◆ **Written instruction**: Swap "creamy milk surface" for "frothy milk surface" in the lines of the records starting at the line containing "segment(query) draws the" and ending at the line containing "[[17,96],[43,94],[54,75],[31,55],[10,71]]". Return only those lines, with everything else left unchanged.
··· Data rows ···
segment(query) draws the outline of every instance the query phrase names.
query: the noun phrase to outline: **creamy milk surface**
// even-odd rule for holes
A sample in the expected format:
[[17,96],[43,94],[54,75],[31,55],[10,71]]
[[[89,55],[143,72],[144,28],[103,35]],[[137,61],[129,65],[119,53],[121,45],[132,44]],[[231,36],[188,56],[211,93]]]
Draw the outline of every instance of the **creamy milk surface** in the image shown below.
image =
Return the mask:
···
··· Data rows ···
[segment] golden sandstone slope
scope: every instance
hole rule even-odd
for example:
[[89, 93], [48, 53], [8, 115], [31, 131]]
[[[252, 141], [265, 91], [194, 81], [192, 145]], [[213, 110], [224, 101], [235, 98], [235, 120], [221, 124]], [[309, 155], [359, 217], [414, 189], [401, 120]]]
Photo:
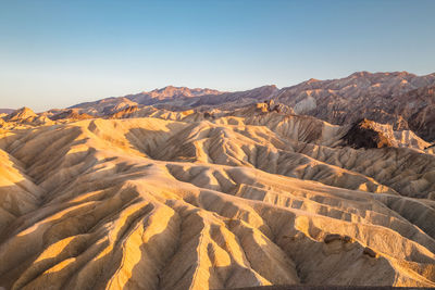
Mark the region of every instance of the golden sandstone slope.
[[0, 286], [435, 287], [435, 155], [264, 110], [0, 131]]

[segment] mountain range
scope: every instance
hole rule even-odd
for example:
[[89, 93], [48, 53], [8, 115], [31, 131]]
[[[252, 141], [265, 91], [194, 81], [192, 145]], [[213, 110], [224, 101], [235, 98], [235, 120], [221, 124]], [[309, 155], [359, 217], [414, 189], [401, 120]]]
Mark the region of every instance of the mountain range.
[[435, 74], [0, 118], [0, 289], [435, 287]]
···
◆ **Task solution**:
segment(query) draws the outline of every instance the query phrase names.
query: the noun phrase to outline: **frothy milk surface**
// even-odd rule for holes
A sample in the expected format:
[[17,96],[43,94],[54,75],[31,55],[10,71]]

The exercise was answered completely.